● Assigned task
In the listing below, look for "hill" and copy every line that has it.

● Excerpted data
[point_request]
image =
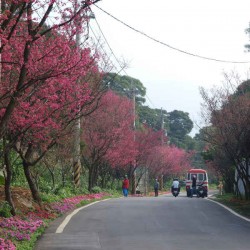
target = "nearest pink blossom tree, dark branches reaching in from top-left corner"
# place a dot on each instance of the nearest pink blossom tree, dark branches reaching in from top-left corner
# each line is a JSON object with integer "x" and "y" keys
{"x": 25, "y": 25}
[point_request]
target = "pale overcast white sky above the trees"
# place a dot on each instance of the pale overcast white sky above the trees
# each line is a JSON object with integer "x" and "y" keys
{"x": 213, "y": 29}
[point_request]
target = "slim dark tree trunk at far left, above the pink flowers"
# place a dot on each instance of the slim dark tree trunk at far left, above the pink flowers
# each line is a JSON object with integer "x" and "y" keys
{"x": 8, "y": 177}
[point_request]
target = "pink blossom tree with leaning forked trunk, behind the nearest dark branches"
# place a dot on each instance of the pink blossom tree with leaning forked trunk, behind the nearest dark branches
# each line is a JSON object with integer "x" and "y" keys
{"x": 66, "y": 80}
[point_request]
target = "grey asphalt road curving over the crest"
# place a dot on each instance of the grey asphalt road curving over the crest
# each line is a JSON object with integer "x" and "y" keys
{"x": 156, "y": 223}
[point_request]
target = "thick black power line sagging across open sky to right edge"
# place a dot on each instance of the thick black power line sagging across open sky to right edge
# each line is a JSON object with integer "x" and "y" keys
{"x": 167, "y": 45}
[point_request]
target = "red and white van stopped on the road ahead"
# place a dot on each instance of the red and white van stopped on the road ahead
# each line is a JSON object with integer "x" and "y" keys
{"x": 201, "y": 181}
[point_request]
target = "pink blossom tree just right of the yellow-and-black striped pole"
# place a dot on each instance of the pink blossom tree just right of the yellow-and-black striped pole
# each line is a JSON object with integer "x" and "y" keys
{"x": 108, "y": 135}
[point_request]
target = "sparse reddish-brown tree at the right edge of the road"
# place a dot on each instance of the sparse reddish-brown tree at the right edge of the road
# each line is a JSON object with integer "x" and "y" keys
{"x": 229, "y": 115}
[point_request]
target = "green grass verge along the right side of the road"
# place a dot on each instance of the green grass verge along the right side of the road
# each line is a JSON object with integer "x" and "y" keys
{"x": 230, "y": 200}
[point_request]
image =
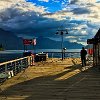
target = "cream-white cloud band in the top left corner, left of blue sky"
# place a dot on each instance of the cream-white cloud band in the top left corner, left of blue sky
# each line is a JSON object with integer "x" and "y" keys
{"x": 22, "y": 5}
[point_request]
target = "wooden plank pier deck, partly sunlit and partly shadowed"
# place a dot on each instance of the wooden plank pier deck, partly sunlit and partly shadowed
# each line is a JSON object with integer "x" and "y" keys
{"x": 54, "y": 80}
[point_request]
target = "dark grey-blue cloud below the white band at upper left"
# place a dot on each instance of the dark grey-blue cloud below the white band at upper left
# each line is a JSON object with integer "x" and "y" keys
{"x": 17, "y": 18}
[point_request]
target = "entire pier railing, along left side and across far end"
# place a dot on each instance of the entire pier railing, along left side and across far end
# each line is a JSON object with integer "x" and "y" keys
{"x": 14, "y": 67}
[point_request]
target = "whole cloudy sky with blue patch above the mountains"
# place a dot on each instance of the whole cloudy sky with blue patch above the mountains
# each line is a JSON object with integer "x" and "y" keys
{"x": 44, "y": 17}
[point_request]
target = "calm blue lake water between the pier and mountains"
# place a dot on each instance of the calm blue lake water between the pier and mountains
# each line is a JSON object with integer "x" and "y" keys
{"x": 13, "y": 54}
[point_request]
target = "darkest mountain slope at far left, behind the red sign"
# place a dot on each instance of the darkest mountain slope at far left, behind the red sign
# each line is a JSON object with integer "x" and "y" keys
{"x": 10, "y": 41}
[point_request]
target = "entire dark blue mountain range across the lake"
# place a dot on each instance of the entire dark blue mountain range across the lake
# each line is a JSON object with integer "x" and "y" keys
{"x": 11, "y": 42}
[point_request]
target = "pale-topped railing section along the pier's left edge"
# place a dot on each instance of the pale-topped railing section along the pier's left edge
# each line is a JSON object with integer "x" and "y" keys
{"x": 13, "y": 67}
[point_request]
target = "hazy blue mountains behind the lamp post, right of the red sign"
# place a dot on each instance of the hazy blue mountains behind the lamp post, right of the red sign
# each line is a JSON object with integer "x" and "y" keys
{"x": 46, "y": 43}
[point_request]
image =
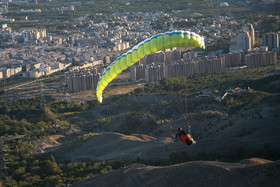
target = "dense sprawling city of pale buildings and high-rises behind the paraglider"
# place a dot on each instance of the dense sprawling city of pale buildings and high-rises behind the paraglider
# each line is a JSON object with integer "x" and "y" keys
{"x": 86, "y": 52}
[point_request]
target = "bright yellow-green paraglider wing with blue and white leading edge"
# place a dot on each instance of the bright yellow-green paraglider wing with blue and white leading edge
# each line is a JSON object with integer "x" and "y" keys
{"x": 151, "y": 45}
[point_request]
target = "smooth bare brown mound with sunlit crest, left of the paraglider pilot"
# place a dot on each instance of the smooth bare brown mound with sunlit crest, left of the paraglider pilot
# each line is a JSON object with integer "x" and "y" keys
{"x": 114, "y": 146}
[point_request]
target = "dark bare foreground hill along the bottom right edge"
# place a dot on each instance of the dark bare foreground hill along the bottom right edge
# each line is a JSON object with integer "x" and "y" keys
{"x": 198, "y": 173}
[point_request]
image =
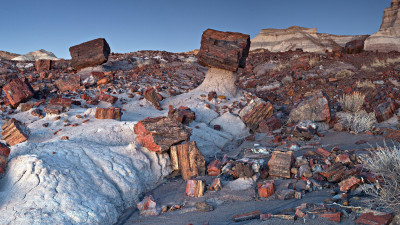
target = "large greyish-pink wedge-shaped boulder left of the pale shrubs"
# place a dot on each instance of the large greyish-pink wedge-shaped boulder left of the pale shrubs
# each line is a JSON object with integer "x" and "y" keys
{"x": 315, "y": 108}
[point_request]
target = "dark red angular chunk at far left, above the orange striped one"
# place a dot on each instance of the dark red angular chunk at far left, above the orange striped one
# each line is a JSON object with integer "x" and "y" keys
{"x": 18, "y": 91}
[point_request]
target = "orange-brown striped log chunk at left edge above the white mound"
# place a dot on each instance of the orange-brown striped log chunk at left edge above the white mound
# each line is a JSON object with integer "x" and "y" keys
{"x": 14, "y": 132}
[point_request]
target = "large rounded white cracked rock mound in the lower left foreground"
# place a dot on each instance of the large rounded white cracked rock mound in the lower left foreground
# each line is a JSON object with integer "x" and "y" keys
{"x": 89, "y": 179}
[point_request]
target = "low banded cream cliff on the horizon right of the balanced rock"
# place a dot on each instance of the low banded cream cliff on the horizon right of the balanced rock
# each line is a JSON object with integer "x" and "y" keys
{"x": 281, "y": 40}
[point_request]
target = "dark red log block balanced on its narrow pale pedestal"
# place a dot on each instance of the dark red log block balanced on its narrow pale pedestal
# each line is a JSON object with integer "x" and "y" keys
{"x": 223, "y": 53}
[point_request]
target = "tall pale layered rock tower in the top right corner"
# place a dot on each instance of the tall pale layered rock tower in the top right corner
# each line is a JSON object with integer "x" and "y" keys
{"x": 388, "y": 37}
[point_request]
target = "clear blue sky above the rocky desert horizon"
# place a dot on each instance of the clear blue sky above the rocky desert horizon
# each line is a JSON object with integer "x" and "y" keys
{"x": 171, "y": 25}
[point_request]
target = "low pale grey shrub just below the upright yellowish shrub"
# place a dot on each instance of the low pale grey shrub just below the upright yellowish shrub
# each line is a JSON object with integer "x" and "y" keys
{"x": 357, "y": 122}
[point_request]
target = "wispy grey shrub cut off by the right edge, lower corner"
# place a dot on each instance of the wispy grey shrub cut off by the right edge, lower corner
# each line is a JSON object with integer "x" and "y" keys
{"x": 385, "y": 162}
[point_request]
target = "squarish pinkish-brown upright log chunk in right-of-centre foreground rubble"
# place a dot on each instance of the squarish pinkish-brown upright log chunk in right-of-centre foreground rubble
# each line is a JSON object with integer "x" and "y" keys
{"x": 280, "y": 164}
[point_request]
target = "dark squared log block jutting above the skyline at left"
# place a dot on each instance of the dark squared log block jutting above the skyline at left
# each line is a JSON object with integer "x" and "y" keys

● Response
target = "dark bare foreground hill along the bottom right edge"
# place a dot on each instance of the dark bare foreground hill along the bottom right edge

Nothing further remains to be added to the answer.